═══ Items ═══
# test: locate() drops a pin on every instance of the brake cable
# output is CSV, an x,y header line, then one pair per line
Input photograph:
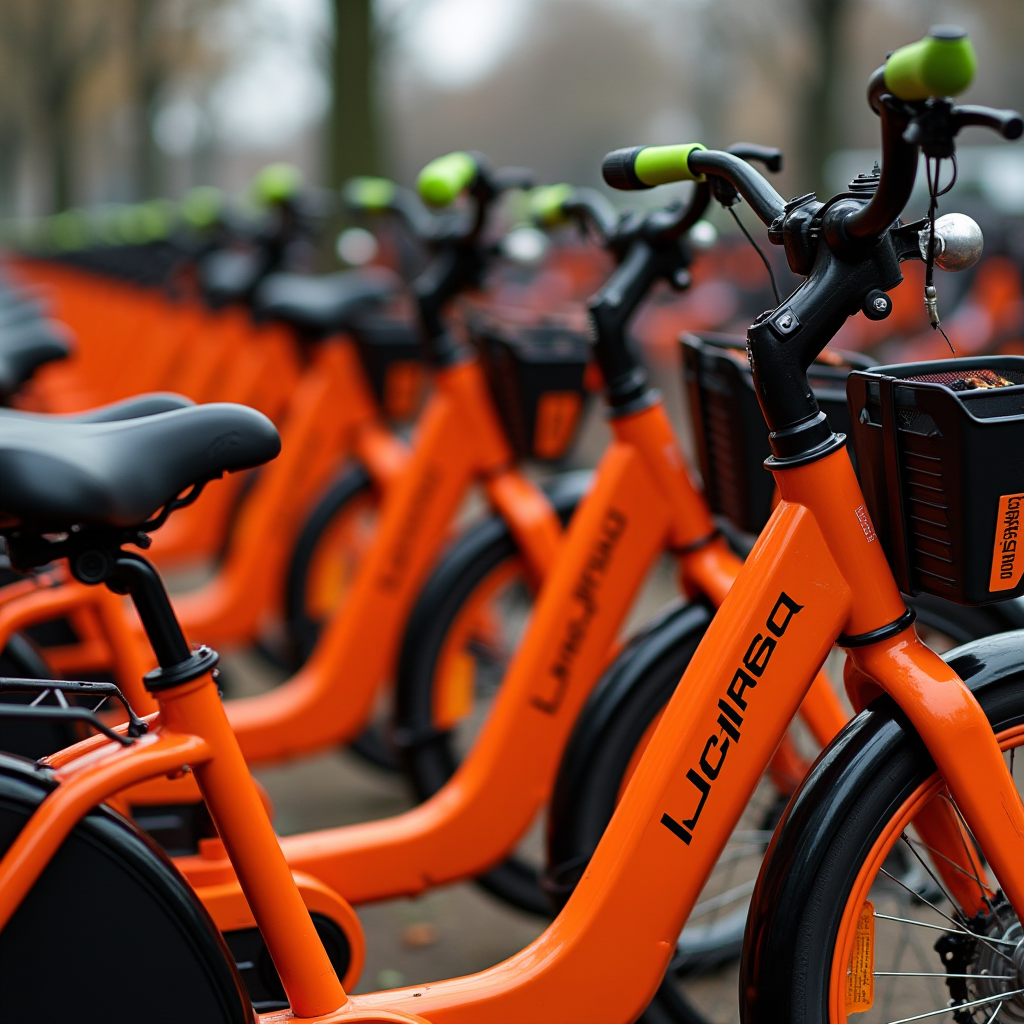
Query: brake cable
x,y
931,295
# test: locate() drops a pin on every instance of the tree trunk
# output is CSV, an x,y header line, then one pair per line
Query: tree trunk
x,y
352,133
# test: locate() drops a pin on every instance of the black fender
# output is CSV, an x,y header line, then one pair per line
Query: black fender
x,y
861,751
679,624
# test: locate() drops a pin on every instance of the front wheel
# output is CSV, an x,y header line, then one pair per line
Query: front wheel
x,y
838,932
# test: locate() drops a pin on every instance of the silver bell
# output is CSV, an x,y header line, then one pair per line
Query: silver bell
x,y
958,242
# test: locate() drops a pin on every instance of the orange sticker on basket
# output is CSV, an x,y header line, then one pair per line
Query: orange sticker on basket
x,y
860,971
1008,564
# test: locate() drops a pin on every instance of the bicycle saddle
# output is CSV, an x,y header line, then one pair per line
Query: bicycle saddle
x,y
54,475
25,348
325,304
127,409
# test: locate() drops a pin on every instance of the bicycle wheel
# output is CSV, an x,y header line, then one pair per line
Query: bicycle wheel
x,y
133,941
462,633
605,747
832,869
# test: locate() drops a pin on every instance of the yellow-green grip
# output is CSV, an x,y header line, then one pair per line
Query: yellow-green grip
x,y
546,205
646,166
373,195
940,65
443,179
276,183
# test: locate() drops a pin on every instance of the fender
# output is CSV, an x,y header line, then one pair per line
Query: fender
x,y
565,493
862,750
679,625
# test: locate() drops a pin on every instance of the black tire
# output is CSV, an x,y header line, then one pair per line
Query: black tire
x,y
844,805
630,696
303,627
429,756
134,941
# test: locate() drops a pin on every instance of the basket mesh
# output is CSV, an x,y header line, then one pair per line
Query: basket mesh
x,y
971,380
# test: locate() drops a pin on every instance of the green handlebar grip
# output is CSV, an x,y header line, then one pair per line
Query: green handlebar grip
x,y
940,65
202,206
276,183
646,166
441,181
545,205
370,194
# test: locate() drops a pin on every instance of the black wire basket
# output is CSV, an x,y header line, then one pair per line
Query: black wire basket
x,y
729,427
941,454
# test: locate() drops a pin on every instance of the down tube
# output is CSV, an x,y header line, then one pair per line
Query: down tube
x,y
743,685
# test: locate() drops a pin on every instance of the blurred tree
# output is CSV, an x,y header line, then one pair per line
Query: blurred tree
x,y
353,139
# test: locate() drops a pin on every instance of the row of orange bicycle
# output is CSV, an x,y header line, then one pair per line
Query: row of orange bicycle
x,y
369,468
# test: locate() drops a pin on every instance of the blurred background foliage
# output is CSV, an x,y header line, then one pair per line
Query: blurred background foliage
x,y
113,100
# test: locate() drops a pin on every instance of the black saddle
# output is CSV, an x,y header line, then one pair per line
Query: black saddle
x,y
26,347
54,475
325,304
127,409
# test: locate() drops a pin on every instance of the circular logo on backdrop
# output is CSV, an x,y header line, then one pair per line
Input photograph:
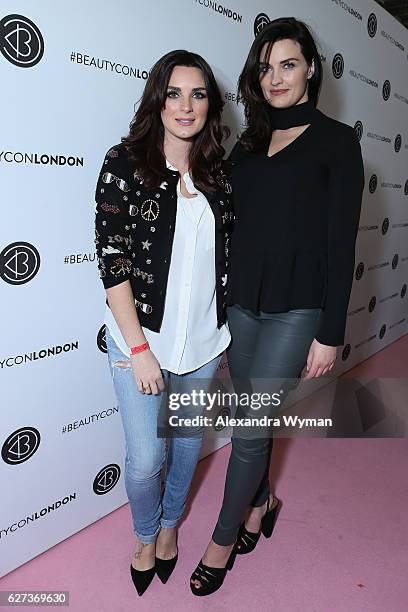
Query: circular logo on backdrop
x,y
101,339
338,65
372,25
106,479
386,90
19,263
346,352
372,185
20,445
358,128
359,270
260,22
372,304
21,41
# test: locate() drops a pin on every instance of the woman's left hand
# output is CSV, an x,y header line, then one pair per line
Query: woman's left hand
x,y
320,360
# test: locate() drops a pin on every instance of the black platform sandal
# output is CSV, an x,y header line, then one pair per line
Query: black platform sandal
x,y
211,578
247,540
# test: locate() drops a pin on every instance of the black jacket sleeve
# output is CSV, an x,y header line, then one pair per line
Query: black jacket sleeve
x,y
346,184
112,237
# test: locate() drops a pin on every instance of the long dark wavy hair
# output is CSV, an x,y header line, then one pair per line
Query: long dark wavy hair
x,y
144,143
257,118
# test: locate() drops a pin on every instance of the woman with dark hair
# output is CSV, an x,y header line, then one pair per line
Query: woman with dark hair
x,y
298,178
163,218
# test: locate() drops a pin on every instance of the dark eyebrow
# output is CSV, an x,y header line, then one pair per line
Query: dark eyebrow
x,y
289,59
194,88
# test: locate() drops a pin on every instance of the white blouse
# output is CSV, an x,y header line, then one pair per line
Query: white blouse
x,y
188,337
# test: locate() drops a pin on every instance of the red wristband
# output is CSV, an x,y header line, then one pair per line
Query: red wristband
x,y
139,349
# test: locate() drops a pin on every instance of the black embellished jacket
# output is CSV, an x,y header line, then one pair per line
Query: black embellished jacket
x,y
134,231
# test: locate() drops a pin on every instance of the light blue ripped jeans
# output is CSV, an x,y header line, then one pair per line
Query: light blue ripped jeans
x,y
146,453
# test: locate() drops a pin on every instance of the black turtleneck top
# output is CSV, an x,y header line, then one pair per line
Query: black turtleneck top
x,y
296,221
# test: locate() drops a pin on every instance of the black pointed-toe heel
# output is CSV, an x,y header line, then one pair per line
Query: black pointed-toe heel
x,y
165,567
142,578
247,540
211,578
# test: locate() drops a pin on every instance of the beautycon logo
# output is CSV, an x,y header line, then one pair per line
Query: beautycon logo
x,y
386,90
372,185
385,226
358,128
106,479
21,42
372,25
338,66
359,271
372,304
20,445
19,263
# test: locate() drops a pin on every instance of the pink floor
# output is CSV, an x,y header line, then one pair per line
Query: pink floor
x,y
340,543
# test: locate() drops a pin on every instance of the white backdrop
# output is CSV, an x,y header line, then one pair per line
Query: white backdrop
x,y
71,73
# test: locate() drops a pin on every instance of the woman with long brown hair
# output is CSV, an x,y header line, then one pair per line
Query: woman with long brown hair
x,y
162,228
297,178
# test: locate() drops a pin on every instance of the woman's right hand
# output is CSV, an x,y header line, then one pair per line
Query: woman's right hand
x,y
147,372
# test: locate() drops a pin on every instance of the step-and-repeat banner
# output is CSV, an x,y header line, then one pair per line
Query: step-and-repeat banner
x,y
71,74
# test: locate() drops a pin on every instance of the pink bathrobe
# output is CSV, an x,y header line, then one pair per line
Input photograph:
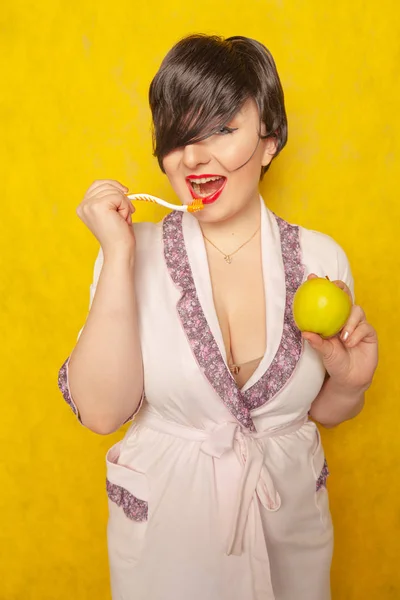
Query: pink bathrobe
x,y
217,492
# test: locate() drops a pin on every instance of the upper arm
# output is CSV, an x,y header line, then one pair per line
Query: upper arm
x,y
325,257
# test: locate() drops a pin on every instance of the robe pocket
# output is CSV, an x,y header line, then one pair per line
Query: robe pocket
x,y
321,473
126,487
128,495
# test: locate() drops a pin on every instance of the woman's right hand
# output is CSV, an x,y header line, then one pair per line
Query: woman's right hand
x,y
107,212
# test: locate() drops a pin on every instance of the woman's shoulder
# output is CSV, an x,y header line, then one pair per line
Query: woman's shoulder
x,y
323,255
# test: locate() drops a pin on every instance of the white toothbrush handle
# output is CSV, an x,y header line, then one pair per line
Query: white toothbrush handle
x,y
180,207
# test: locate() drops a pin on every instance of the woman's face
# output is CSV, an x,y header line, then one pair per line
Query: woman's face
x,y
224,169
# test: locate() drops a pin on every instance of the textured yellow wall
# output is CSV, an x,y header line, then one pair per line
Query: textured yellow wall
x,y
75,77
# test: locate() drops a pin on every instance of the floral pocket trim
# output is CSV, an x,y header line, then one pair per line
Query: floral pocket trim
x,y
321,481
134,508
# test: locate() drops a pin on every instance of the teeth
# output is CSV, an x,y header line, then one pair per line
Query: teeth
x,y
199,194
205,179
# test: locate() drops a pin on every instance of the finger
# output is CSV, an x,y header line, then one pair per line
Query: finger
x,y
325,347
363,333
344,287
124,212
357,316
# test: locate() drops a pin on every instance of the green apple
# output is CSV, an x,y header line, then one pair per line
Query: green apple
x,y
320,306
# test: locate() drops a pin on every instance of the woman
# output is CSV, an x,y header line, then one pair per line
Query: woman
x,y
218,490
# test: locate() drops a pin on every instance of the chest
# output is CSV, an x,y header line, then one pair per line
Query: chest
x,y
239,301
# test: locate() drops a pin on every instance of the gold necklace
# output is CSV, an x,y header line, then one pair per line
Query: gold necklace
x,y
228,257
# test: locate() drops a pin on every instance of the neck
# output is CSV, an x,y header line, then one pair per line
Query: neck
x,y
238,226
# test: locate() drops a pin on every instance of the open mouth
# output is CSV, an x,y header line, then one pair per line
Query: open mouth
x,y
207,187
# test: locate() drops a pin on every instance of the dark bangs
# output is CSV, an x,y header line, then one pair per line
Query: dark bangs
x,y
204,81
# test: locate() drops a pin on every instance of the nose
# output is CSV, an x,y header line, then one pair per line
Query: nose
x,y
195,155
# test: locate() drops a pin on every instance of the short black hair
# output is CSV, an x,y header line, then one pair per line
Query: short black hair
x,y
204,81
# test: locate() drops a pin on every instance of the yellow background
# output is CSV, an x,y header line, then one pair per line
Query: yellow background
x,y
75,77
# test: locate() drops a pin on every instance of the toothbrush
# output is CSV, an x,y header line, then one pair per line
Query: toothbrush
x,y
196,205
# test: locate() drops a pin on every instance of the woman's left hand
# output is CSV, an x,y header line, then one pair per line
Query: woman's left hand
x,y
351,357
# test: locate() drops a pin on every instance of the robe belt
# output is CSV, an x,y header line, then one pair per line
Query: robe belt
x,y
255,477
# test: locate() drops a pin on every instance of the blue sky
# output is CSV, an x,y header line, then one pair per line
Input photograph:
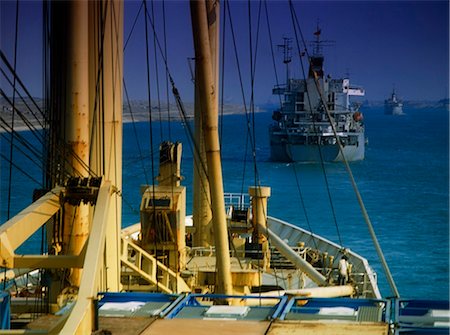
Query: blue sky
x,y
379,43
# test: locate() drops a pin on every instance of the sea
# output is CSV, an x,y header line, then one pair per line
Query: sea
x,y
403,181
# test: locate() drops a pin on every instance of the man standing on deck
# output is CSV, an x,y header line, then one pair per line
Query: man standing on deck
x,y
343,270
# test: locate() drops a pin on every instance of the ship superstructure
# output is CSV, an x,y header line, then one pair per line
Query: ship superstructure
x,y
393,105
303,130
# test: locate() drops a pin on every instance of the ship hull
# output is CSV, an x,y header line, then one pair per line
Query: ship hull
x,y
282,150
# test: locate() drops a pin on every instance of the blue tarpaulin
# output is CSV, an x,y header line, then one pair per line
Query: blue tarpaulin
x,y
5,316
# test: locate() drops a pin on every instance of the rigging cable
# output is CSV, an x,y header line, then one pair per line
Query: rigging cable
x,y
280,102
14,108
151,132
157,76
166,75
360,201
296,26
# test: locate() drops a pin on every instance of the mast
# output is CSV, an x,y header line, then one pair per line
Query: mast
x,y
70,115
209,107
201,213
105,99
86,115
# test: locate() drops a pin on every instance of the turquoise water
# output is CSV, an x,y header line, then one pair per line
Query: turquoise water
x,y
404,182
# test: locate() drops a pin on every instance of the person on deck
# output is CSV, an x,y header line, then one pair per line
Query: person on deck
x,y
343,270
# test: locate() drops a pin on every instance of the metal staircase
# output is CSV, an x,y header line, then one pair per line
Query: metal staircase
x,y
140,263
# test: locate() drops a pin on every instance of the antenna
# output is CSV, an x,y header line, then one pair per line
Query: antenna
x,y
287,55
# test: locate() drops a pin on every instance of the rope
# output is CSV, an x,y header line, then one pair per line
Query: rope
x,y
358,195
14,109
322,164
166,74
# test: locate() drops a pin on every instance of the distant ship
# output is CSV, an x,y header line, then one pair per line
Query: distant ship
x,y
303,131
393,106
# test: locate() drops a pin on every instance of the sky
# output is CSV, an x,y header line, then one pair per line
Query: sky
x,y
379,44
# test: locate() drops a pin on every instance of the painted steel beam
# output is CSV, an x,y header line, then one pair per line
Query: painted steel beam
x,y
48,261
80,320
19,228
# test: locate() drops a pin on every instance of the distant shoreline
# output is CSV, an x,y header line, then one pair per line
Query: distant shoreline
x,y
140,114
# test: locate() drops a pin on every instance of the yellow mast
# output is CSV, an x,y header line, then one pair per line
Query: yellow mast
═══
Only those lines running from the one containing "the metal staircase" through the last line of the data above are to be copied, exactly, with both ends included.

# test: locate() drops a pin on every instance of the metal staircase
# output is CSV, an x,y header line, then one pair per line
Query: metal staircase
x,y
140,263
# test: locate() drops a pin on every instance of the antenna
# output is CSV, an x,y header line, then one pair per line
Query: antenna
x,y
287,55
# test: locate() drops a pin on every instance of the rope
# output is CSV, an x,y header line, then one pair per line
Query: rope
x,y
358,195
14,109
322,164
166,74
# test: locate() drops a pin on every instance of the distant ship
# output is CSV, an x,y header line, then one pair per line
Query: distant ship
x,y
303,131
393,106
# test: locate() drops a pin on every instance of the sky
# output is CSV, an x,y header line, then one pair per line
Query: sky
x,y
379,44
# test: locate() drops a pin on every instance of the painted steel beam
# output is CSV, an x,y header line, then one pair per line
Query: painted steel beam
x,y
48,261
80,320
19,228
# test: locate() drops a pin on every instance of the distant shoreline
# output is CSV, an x,y header line, then one pair per line
Query: distant shoreline
x,y
140,114
# test: locate() drops a pin on every instance of the yellow mast
# output is CSV, an x,y header line, then one pair per line
Query: yellow mast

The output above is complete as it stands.